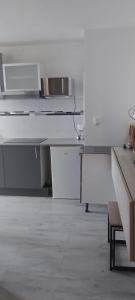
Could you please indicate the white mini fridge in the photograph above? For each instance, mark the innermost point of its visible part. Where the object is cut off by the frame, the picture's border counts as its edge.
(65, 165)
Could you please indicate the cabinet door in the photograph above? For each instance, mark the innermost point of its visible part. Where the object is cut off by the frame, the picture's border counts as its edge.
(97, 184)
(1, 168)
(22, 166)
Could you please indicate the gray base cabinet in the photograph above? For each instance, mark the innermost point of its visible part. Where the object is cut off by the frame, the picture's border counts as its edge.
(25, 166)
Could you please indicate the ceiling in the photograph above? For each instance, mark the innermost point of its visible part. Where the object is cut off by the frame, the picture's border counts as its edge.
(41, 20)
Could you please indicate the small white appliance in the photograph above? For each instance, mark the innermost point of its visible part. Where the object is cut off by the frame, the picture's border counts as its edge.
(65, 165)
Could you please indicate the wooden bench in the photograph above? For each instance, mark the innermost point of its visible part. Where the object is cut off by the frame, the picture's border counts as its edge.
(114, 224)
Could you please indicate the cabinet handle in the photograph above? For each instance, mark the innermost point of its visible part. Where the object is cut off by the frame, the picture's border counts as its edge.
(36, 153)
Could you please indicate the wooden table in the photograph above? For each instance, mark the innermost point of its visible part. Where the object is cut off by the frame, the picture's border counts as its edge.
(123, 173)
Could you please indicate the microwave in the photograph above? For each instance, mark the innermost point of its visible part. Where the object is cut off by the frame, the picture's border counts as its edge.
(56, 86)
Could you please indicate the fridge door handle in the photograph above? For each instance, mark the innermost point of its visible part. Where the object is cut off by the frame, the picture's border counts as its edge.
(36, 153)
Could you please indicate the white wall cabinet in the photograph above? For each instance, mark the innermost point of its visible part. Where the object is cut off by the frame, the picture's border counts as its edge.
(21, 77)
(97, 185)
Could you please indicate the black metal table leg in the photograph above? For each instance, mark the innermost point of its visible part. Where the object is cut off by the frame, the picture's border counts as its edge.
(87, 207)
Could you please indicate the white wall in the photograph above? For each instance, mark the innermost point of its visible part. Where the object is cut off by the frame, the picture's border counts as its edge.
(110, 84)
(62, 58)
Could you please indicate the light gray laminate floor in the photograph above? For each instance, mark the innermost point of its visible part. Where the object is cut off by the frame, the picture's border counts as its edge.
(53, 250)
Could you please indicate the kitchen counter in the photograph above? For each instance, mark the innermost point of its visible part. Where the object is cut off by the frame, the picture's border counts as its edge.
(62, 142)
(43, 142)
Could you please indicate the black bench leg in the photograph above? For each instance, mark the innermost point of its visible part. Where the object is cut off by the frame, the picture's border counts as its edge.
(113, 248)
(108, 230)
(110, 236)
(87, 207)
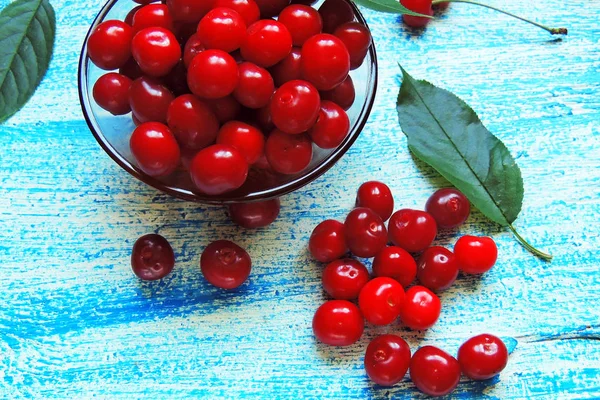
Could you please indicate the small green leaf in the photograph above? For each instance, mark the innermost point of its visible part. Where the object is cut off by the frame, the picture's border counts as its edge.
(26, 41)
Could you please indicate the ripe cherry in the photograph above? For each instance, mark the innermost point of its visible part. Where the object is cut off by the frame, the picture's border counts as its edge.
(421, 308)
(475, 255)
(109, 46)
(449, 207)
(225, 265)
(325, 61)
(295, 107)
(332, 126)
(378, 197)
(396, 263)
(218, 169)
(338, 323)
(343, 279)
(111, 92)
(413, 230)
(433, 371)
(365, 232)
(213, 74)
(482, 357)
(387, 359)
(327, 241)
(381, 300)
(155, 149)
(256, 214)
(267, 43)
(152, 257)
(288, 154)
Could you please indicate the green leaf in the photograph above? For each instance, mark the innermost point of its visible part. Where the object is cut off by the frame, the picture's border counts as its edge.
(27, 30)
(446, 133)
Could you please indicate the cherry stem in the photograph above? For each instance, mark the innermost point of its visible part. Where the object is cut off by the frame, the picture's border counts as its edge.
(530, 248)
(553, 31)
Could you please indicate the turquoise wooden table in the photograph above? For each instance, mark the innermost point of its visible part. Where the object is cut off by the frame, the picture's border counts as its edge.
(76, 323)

----

Exercise objective.
Output the listing above in full and exactly, with pictures excluded.

The completed task.
Could you please indicate the white mini fridge in the photograph above? For each instance, mark the innermost point of its visible part. Where the object is cut off by the frame, the picture's border counts as its edge.
(65, 165)
Could you please indicate the cabinet door in the photograph above? For each instance, mark the innermost point of its visible part. Where the object is cut off by the frame, the picture's border counts as its edge.
(97, 184)
(1, 168)
(22, 166)
Could you please indicate the gray base cabinet in the photograph above? For each instance, mark the innermost point of its visible part. Where the object is cut off by the frame, the picture's border counts as its edge.
(25, 166)
Could you please indicate the ceiling in the photograph above? For each instance, mark the innermost point of its visible part. Where the object is cut off by the frame, the picture's border counts as its edge.
(41, 20)
Could you please indicate the small white appliance in the photograph above? For each instance, mark the innermost point of its visible part. Where the object is cut off by the frame, the picture's border counts as its edge.
(65, 165)
Could you please indicate the wooden bench in the photograph above? For each instance, mark the innermost point of its visible part. Where the object is cut off by the frame, the picture's border counts as its edge.
(114, 224)
Could you please indicate the cabinet handle in the photograph above? For each instance, mark the innermost point of its visible part. Where the object is cut off by the frame, the picture's border counts as its edge.
(36, 153)
Could you please indicate the wooden table in the photograph above? For each instance, mark the innermost point of its visible part. Where the object is cut off by the frame, the picture's border counts as its edge.
(123, 173)
Could you please indicate the microwave in the photograph above? For each instance, mark the innermost point of its visible part. Where the object is cut off by the frame, the picture's border counts as its edge.
(56, 86)
Could you please indicate the fridge door handle in the photograph above? For each instance, mark the innermost point of its visible part. Where the object is cut off by the frame, the picture's border counts as its edge.
(36, 153)
Could you please indicate the white wall cabinet in the photograph above? For each instance, mark the innermost point of its visible part. Where the object is cut off by the frame, the picture's border counts as its edge.
(21, 77)
(97, 185)
Could you please indicate the black metal table leg in the photograph above? For each instance, mark the innermost point of its visible part. Where the object is cut off by the frame, the picture's border counts as its edge.
(87, 207)
Could you please indicate the white wall in the photograph above? For each instance, mark the innermost point of its visible part. Where the object is cut off by the frame, the picture's border counts as its edge.
(110, 84)
(62, 58)
Could you please indicate the light gray laminate floor in the photograph above? For each instance, mark the innermost point of its visible part. Where the object is cut off by the frame, the picture's border counts as its edge.
(53, 250)
Could you please indicate the kitchen counter in the photograph above? For each instance, mark the innermost point of its visible part. Where the object is cut off by the frame, the picture's border counts as its edge.
(62, 142)
(43, 142)
Could you please indicate the black bench leg in the photograph above? For each instance, mark the innermost point of its visible part. Where the object is cut off by the frame, the picture's border counts as its edge.
(113, 248)
(108, 230)
(110, 236)
(87, 207)
Could you please indicate the small green leaf in the photograph above? For each instance, mark the innermost point of its visible part. Where the object is cut off by the frame, the picture's border counts as its edge.
(26, 41)
Could you please indicate the ripe cherry in the photograph above? For each instance, mark the innermost point of its visible part. Where the object is cut off by the frame, the picture's border counts as its edge.
(421, 308)
(475, 255)
(109, 46)
(449, 207)
(225, 265)
(325, 61)
(295, 107)
(332, 126)
(378, 197)
(396, 263)
(218, 169)
(338, 323)
(343, 279)
(111, 92)
(413, 230)
(433, 371)
(365, 232)
(213, 74)
(482, 357)
(387, 359)
(327, 241)
(381, 300)
(155, 149)
(256, 214)
(267, 43)
(152, 257)
(288, 154)
Could you please indicate the green leaf in the photograph above? For each instance, mark the innermost point of its visible part. Where the object is cut off by the frame, the picture's border counts as its edge.
(27, 30)
(446, 133)
Could you please indicate the cherry stem in the photograph above? For each instance, mark the innermost point of its visible part. Where the object is cut off by the frame, the picture's border counts as its edge.
(530, 248)
(553, 31)
Could you please indicate the turquoise wooden table in the photograph above? For each instance, mark the innermost point of its visible part. Where the object is cut off by the frame, the picture's border counts as its edge.
(76, 323)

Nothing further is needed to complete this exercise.